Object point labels

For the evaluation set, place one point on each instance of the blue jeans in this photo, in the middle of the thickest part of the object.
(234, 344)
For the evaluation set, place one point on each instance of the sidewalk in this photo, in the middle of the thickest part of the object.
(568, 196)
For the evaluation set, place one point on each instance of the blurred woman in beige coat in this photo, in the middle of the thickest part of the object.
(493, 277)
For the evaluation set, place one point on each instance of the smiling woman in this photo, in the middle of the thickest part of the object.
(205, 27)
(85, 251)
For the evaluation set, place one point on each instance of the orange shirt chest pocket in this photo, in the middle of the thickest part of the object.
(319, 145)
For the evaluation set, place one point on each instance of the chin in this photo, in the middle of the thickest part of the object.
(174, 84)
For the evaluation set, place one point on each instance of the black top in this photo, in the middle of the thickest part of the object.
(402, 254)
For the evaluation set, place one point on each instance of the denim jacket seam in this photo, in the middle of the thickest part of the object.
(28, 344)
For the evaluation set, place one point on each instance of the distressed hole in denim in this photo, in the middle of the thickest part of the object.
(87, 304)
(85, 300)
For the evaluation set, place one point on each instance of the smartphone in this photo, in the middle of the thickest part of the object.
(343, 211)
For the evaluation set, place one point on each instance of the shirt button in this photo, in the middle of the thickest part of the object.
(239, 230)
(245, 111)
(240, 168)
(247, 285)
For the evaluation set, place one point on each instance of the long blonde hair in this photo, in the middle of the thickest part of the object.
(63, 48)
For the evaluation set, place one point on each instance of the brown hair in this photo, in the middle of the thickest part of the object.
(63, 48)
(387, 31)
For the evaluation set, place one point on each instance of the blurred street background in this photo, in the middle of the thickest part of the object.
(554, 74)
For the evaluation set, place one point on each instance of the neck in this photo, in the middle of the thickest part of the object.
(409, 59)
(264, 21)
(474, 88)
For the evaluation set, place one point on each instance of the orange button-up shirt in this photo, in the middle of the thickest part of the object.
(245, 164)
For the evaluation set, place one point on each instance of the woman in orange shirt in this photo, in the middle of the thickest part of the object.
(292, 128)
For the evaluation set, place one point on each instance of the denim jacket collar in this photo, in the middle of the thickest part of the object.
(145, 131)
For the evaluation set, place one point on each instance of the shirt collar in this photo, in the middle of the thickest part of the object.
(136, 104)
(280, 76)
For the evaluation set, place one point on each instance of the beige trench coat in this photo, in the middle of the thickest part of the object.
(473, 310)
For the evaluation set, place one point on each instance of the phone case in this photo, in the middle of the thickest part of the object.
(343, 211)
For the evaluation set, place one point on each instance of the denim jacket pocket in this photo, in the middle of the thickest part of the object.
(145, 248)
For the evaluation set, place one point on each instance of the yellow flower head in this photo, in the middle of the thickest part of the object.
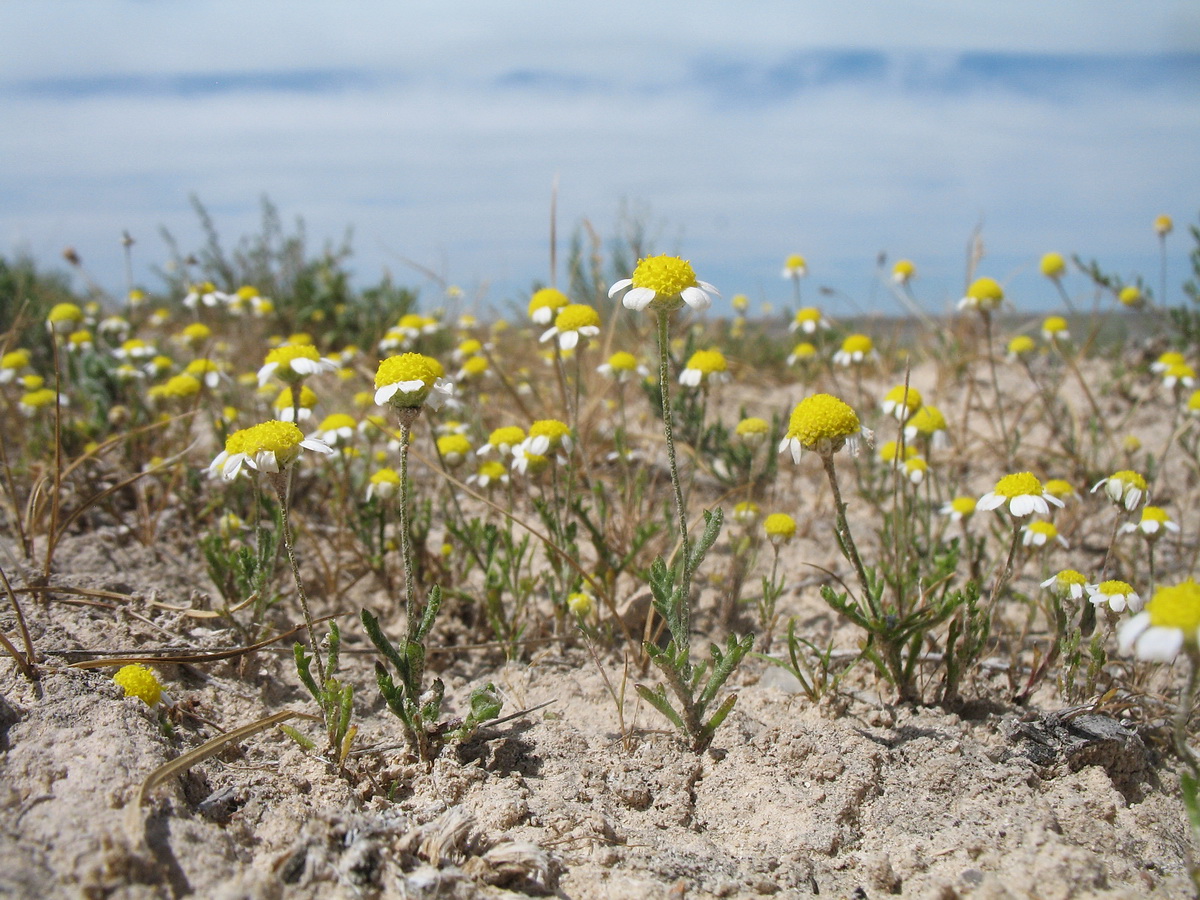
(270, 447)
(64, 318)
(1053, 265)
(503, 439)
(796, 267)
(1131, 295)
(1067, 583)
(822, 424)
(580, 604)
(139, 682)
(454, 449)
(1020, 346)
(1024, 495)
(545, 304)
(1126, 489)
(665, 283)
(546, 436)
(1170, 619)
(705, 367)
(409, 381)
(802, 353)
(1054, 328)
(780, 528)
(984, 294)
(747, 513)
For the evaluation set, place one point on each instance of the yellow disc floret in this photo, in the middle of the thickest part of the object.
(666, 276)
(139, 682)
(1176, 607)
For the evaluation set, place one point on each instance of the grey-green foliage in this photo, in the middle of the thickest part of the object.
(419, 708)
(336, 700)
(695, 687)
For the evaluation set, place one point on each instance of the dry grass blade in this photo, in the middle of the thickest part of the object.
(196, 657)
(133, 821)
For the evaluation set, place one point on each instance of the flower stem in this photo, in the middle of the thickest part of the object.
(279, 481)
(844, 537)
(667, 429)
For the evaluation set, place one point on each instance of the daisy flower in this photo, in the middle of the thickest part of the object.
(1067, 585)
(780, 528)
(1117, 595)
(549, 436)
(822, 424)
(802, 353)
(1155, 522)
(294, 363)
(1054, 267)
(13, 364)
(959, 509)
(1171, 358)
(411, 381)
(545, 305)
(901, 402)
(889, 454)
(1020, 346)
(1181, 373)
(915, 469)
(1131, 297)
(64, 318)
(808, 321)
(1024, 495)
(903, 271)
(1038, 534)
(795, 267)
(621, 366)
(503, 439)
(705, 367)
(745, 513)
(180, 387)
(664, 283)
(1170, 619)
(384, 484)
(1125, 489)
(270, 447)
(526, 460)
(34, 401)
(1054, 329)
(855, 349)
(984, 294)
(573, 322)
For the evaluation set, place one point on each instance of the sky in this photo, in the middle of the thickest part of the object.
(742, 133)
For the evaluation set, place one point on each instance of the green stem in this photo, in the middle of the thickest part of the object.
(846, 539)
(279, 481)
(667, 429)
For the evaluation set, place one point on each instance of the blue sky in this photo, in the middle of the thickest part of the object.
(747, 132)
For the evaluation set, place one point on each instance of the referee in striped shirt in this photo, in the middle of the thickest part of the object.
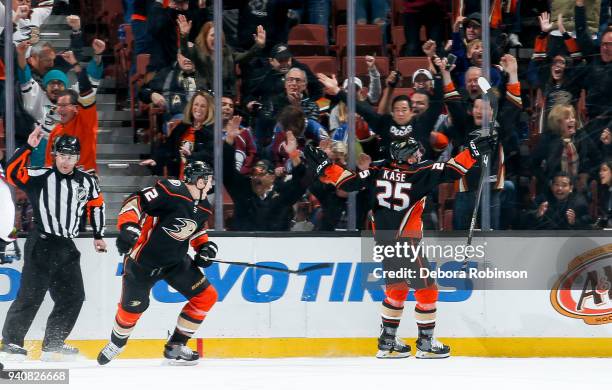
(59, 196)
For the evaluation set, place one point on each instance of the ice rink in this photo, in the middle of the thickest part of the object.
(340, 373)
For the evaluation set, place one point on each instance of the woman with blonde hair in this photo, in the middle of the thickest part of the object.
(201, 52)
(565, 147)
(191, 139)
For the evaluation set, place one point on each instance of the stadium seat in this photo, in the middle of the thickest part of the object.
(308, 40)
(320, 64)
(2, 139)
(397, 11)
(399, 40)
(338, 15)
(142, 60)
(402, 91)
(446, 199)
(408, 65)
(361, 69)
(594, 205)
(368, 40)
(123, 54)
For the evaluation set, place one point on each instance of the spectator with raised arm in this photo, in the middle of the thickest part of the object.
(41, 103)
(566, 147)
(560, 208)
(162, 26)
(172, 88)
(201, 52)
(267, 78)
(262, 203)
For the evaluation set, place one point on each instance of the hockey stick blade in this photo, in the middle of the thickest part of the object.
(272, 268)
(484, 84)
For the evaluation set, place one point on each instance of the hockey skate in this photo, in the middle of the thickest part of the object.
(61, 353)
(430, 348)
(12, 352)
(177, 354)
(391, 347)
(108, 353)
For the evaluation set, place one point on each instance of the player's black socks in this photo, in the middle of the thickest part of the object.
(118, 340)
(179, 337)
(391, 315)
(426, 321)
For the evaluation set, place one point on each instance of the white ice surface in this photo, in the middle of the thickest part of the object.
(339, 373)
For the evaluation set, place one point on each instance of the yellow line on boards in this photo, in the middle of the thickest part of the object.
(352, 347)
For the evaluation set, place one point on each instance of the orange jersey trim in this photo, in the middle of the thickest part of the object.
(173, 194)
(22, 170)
==
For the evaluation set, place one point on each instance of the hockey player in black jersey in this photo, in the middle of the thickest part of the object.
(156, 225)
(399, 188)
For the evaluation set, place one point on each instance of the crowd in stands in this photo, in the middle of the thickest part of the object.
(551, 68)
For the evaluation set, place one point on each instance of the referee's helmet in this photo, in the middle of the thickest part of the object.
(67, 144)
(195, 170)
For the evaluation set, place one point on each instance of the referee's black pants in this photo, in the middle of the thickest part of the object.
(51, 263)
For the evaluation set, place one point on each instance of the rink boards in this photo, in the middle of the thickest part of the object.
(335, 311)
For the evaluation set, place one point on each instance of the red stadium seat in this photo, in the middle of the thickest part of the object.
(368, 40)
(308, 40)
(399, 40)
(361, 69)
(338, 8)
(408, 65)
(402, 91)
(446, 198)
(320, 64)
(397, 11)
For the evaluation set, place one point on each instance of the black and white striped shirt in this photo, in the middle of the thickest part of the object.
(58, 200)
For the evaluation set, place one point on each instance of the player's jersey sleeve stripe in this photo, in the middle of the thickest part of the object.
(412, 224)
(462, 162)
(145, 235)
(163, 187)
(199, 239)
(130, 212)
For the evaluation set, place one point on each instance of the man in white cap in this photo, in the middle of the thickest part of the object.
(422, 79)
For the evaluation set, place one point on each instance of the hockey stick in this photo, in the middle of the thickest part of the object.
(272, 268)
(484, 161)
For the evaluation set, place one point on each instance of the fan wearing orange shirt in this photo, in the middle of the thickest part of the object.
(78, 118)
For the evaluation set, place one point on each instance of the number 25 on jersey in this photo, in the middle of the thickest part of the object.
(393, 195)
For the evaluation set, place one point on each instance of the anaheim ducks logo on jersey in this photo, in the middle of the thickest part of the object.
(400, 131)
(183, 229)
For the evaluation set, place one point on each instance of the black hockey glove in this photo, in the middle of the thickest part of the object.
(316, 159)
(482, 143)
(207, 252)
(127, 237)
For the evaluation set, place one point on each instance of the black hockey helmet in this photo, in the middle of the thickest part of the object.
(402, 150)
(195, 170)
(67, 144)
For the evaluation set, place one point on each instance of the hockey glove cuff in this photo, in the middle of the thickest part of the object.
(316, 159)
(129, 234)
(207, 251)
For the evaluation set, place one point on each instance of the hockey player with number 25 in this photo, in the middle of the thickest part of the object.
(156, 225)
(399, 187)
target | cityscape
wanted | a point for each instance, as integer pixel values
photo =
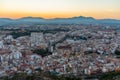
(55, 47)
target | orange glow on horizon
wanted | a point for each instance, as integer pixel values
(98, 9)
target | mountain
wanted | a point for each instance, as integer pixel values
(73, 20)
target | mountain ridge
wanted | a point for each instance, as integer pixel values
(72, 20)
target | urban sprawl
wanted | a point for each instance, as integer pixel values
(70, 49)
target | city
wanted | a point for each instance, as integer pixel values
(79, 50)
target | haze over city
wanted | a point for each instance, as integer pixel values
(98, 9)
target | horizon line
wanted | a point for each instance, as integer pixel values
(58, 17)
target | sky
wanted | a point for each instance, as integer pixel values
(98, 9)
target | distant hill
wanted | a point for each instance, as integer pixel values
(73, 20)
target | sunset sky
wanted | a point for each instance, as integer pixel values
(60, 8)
==
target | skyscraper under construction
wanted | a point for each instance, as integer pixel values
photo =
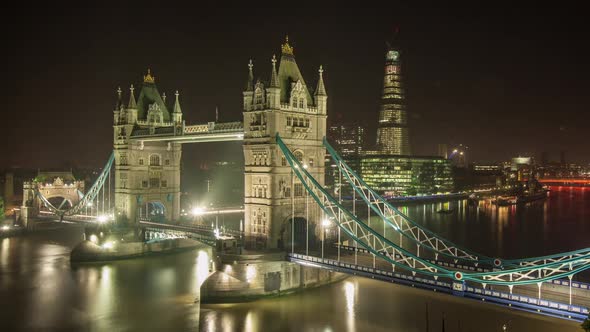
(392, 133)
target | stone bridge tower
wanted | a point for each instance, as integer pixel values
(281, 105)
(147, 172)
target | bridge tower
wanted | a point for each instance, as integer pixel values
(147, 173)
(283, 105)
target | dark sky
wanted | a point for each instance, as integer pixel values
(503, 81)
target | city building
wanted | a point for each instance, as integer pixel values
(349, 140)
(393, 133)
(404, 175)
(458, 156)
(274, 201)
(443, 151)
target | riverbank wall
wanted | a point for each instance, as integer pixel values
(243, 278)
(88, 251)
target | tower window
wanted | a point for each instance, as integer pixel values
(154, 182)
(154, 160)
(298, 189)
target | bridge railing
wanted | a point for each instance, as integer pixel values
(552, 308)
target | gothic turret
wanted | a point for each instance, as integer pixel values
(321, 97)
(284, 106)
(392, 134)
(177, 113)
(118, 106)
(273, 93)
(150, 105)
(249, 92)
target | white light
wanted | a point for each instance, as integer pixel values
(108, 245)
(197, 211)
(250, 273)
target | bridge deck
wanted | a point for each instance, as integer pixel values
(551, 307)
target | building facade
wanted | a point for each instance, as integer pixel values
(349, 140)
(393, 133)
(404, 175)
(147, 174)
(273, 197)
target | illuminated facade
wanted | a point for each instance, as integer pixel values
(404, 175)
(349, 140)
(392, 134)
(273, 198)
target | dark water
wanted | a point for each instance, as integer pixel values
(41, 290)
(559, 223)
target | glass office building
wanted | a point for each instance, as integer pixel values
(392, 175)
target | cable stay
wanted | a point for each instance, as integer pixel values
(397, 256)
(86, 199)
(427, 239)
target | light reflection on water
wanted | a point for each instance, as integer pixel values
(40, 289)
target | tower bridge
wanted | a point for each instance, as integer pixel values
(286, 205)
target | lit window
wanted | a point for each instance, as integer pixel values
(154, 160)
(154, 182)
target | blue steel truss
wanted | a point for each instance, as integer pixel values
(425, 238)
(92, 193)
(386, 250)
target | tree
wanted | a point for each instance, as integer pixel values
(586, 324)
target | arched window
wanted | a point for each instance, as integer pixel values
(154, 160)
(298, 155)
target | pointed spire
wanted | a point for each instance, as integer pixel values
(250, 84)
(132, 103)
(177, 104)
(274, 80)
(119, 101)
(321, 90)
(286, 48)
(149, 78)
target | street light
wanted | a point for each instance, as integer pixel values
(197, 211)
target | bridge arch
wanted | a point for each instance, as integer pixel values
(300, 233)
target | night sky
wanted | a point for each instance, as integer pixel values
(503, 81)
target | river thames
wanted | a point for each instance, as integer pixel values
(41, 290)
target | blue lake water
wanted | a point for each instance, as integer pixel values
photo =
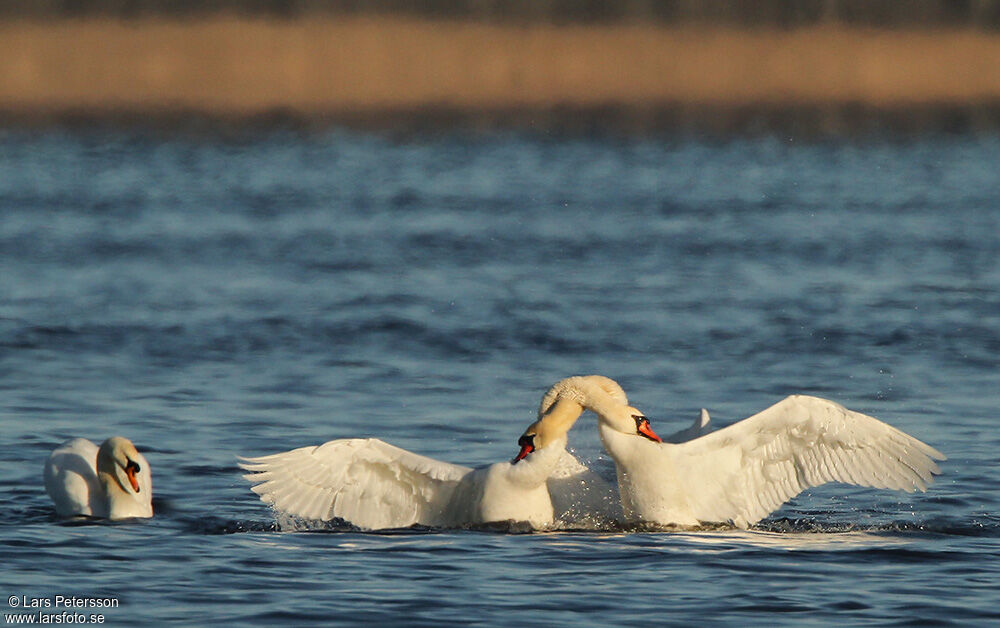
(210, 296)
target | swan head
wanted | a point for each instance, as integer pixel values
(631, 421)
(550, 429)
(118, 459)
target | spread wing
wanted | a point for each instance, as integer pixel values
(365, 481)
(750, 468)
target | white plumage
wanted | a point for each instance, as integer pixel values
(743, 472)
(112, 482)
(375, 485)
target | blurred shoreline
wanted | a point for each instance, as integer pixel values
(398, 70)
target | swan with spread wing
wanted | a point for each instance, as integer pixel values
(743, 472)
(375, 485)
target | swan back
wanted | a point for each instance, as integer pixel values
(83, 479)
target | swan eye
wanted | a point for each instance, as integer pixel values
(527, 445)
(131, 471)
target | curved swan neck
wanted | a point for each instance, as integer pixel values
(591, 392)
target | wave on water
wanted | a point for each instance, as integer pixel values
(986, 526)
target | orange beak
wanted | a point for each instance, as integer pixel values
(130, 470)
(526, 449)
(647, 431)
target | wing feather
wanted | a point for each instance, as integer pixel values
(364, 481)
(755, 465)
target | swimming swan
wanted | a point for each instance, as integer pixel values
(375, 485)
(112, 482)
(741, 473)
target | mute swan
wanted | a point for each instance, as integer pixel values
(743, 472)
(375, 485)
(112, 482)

# Exercise brief
Please identify every line of the entries above that contains the string "stem", and copy each of those lines. Case counts.

# Exercise response
For the evaluation set, place one point on each instance of the flower stem in this photo, in the middle of the thickest part of the object.
For the evaluation set, place one point on each instance of the green stem in this photo, in the middle of the thickest part of the object.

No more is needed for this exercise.